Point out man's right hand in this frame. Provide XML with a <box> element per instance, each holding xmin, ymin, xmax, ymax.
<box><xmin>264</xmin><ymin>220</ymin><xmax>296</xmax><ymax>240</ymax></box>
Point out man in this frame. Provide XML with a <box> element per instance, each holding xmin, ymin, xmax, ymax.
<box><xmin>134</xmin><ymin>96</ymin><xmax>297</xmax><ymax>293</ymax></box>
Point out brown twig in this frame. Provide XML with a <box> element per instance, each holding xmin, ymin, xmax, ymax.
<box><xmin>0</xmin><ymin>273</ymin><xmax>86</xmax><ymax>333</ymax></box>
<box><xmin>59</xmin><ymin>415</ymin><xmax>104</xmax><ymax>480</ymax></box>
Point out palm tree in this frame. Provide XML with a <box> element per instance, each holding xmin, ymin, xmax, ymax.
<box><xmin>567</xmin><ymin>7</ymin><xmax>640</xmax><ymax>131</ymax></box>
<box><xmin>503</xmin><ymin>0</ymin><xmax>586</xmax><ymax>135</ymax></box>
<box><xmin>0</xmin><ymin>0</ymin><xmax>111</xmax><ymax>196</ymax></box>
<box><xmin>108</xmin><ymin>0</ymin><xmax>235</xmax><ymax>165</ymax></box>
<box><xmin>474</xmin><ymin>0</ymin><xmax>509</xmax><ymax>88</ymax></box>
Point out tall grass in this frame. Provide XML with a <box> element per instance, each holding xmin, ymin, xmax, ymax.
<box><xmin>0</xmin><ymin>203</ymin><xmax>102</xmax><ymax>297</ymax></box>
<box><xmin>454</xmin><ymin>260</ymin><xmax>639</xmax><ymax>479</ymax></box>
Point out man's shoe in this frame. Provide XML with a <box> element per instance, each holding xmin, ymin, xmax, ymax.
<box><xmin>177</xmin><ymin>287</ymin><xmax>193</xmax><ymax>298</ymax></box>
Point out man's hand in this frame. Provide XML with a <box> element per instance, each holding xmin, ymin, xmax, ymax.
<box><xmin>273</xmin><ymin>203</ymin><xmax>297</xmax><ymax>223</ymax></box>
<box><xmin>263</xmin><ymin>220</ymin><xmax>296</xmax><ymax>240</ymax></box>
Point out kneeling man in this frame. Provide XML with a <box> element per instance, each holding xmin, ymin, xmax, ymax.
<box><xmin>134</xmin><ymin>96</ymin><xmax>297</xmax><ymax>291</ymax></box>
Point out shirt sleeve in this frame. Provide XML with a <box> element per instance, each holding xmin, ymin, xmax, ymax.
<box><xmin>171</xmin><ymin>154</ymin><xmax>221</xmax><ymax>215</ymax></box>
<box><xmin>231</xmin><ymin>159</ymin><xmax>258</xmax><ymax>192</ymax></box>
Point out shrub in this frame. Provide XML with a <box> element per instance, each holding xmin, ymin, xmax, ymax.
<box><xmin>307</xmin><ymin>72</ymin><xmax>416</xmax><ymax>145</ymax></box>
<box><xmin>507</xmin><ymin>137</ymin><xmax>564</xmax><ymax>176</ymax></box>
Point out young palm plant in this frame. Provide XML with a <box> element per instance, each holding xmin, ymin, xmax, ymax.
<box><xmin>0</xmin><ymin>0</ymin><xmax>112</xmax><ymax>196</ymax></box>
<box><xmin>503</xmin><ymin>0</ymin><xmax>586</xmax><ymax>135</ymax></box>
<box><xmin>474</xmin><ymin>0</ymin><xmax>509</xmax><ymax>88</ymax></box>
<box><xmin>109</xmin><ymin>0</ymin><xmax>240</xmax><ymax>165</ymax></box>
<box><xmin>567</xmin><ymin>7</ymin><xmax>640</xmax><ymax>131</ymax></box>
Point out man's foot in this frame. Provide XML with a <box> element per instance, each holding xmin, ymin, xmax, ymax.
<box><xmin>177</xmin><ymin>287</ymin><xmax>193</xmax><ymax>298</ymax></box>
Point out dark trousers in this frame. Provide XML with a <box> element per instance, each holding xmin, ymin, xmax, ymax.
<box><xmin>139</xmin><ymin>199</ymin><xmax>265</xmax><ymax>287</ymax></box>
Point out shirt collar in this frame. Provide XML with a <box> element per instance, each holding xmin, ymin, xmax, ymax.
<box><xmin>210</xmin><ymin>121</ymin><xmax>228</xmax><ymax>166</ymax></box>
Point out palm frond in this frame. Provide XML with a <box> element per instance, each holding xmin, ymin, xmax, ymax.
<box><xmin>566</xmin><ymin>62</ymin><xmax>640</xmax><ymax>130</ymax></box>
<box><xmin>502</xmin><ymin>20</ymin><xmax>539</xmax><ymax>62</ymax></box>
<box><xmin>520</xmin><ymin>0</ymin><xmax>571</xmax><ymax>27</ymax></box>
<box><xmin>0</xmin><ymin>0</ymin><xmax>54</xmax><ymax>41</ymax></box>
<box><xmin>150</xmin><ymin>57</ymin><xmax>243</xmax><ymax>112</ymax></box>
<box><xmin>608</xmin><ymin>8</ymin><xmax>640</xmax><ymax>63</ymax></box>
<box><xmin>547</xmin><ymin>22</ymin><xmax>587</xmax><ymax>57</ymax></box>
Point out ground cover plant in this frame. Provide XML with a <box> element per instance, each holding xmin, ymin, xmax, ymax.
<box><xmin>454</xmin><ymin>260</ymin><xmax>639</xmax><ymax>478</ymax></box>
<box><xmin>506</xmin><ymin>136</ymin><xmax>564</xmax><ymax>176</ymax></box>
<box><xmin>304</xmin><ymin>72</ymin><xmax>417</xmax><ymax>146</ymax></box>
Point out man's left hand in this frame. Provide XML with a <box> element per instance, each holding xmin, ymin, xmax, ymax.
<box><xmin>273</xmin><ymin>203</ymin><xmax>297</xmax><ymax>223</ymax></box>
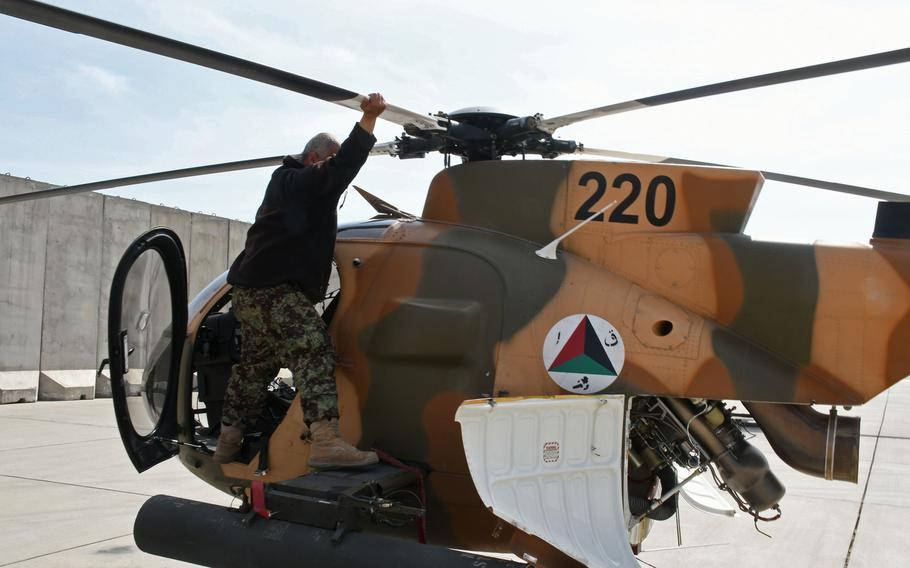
══════
AIM OF THE EXERCISE: An exact, image-free transcript of the material is required.

RESPONSE AREA:
Point out man's right hand in this frame. Provide XML with a <box> element per instance, each holding xmin, ymin, xmax, ymax.
<box><xmin>264</xmin><ymin>220</ymin><xmax>296</xmax><ymax>240</ymax></box>
Point out man in this frame. Provide XML with a <box> element per instance, each holding xmin, ymin, xmax, ymax.
<box><xmin>134</xmin><ymin>96</ymin><xmax>297</xmax><ymax>293</ymax></box>
Point out brown twig in this frame. Provide XML with a <box> element per instance, each holding xmin, ymin, xmax, ymax.
<box><xmin>0</xmin><ymin>273</ymin><xmax>86</xmax><ymax>333</ymax></box>
<box><xmin>59</xmin><ymin>415</ymin><xmax>104</xmax><ymax>480</ymax></box>
Point out palm tree in this frame. Provide XML with a <box> element per instance, each holding xmin, ymin, xmax, ymax.
<box><xmin>567</xmin><ymin>7</ymin><xmax>640</xmax><ymax>131</ymax></box>
<box><xmin>503</xmin><ymin>0</ymin><xmax>586</xmax><ymax>135</ymax></box>
<box><xmin>0</xmin><ymin>0</ymin><xmax>111</xmax><ymax>196</ymax></box>
<box><xmin>108</xmin><ymin>0</ymin><xmax>235</xmax><ymax>165</ymax></box>
<box><xmin>474</xmin><ymin>0</ymin><xmax>509</xmax><ymax>88</ymax></box>
Point out tall grass in this frame. Provide XML with a <box> element per instance, each holding xmin, ymin, xmax, ymax.
<box><xmin>0</xmin><ymin>203</ymin><xmax>102</xmax><ymax>297</ymax></box>
<box><xmin>454</xmin><ymin>260</ymin><xmax>639</xmax><ymax>479</ymax></box>
Point out man's shoe in this frame. Provide XML with a <box> element per instance, each holding xmin, ymin, xmax, ymax.
<box><xmin>177</xmin><ymin>287</ymin><xmax>193</xmax><ymax>298</ymax></box>
Point out man's hand in this frame. Provide XML with a <box> element per instance, each holding xmin, ymin, xmax, ymax.
<box><xmin>273</xmin><ymin>203</ymin><xmax>297</xmax><ymax>223</ymax></box>
<box><xmin>263</xmin><ymin>220</ymin><xmax>296</xmax><ymax>240</ymax></box>
Point out kneeling man in this frame. Provide XML with a <box> element per instance, each holding xmin, ymin, xmax, ymax.
<box><xmin>134</xmin><ymin>96</ymin><xmax>297</xmax><ymax>291</ymax></box>
Point out shirt sleeve in this frame. Provide XML with a <box> element per instance, each holding xmin, ymin, xmax, ymax.
<box><xmin>171</xmin><ymin>154</ymin><xmax>221</xmax><ymax>215</ymax></box>
<box><xmin>231</xmin><ymin>159</ymin><xmax>258</xmax><ymax>192</ymax></box>
Point out shrub in this frame. Provide XML with a <box> element per instance, each holding xmin, ymin, xmax, ymax.
<box><xmin>307</xmin><ymin>72</ymin><xmax>416</xmax><ymax>145</ymax></box>
<box><xmin>507</xmin><ymin>137</ymin><xmax>564</xmax><ymax>176</ymax></box>
Point out young palm plant in this frame. Provide XML with a <box> element per instance, each holding xmin, ymin, xmax, ymax.
<box><xmin>0</xmin><ymin>0</ymin><xmax>112</xmax><ymax>196</ymax></box>
<box><xmin>503</xmin><ymin>0</ymin><xmax>586</xmax><ymax>135</ymax></box>
<box><xmin>474</xmin><ymin>0</ymin><xmax>509</xmax><ymax>88</ymax></box>
<box><xmin>109</xmin><ymin>0</ymin><xmax>240</xmax><ymax>165</ymax></box>
<box><xmin>567</xmin><ymin>7</ymin><xmax>640</xmax><ymax>131</ymax></box>
Point out man's foot in this frame. Provide XML with a <box> element per instance, each holding xmin, ymin, xmax, ymax.
<box><xmin>177</xmin><ymin>287</ymin><xmax>193</xmax><ymax>298</ymax></box>
Point out dark trousers in this frame. Provide XML with a <box> element per instance, each holding xmin, ymin, xmax, ymax.
<box><xmin>139</xmin><ymin>199</ymin><xmax>265</xmax><ymax>287</ymax></box>
Point out shirt collar in this frame. Provide XML with a <box> element per instance, each holding xmin, ymin, xmax, ymax.
<box><xmin>210</xmin><ymin>121</ymin><xmax>228</xmax><ymax>166</ymax></box>
Point out palm frond in this frame. Provide XML with a <box> element per instance, each holding xmin, ymin, xmax, ymax.
<box><xmin>566</xmin><ymin>62</ymin><xmax>640</xmax><ymax>130</ymax></box>
<box><xmin>502</xmin><ymin>20</ymin><xmax>539</xmax><ymax>62</ymax></box>
<box><xmin>520</xmin><ymin>0</ymin><xmax>571</xmax><ymax>27</ymax></box>
<box><xmin>0</xmin><ymin>0</ymin><xmax>54</xmax><ymax>41</ymax></box>
<box><xmin>150</xmin><ymin>57</ymin><xmax>243</xmax><ymax>112</ymax></box>
<box><xmin>608</xmin><ymin>8</ymin><xmax>640</xmax><ymax>63</ymax></box>
<box><xmin>547</xmin><ymin>22</ymin><xmax>587</xmax><ymax>57</ymax></box>
Point out ground cover plant in this frame. Provide XML with a <box> element per instance, each holding xmin, ymin, xmax, ymax.
<box><xmin>454</xmin><ymin>260</ymin><xmax>639</xmax><ymax>478</ymax></box>
<box><xmin>506</xmin><ymin>136</ymin><xmax>564</xmax><ymax>176</ymax></box>
<box><xmin>304</xmin><ymin>72</ymin><xmax>417</xmax><ymax>146</ymax></box>
Point out man's left hand in this frame. Provide XML with a <box> element per instance, each holding xmin, ymin, xmax, ymax.
<box><xmin>273</xmin><ymin>203</ymin><xmax>297</xmax><ymax>223</ymax></box>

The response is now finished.